** 取り組む問題 **
「Where can the row」を含む行から記録の最後までを、「leafy tree」を「broadleaf tree」に変えて書き出してください。ほかは一切変えず、この範囲の行だけを出してください。

__________

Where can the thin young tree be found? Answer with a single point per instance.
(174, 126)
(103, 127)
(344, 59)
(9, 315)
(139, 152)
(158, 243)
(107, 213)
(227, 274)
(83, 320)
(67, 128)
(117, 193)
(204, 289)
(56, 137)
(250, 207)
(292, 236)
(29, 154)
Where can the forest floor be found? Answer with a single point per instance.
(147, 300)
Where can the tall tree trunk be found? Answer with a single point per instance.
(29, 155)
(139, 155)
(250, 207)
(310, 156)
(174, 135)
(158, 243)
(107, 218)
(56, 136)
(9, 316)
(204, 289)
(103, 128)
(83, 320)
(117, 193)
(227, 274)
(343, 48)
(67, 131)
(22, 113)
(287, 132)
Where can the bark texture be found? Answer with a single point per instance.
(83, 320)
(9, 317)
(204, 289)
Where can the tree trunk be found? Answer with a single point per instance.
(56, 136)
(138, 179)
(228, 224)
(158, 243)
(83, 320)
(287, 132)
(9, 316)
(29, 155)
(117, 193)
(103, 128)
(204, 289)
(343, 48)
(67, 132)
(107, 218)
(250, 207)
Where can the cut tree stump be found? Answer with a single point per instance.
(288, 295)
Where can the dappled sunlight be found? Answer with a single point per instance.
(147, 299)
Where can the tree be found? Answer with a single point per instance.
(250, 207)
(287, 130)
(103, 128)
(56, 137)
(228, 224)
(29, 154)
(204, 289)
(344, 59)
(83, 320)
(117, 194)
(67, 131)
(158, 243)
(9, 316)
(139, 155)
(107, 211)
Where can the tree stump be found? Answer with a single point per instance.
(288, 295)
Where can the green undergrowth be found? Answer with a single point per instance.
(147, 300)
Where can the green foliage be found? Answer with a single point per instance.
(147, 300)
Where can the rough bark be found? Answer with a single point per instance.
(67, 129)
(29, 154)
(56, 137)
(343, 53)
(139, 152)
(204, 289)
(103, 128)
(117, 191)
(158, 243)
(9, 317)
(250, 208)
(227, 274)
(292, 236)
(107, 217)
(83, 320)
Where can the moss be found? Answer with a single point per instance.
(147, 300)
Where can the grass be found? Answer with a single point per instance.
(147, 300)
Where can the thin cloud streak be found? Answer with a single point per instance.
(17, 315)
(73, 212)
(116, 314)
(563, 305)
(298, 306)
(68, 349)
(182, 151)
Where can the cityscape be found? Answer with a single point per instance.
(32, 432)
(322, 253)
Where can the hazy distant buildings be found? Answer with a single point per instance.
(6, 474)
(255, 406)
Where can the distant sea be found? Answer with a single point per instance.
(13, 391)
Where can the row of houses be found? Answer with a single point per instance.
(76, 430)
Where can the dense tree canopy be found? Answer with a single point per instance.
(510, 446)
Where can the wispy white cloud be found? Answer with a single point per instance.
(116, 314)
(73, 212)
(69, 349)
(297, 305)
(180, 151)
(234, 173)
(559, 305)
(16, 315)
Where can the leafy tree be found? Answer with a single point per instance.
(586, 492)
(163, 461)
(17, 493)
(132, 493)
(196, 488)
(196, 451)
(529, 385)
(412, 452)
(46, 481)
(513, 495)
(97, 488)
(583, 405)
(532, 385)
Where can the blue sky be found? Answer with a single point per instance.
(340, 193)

__________

** 練習の解答 **
Where can the row of houses be found? Answer with a single point per instance.
(76, 430)
Where can the dense tree canopy be found? Answer with a single point per instance.
(510, 446)
Where can the wispy white cloud be found? Answer with a single point per instance.
(116, 314)
(73, 212)
(69, 349)
(297, 305)
(180, 151)
(234, 173)
(559, 305)
(16, 315)
Where can the broadleaf tree be found? Answer with a single point per instance.
(586, 492)
(163, 461)
(17, 493)
(132, 493)
(196, 488)
(196, 451)
(529, 385)
(412, 452)
(46, 481)
(513, 495)
(97, 488)
(583, 405)
(532, 385)
Where can the blue sky be found? Answer with a single point per instance.
(340, 193)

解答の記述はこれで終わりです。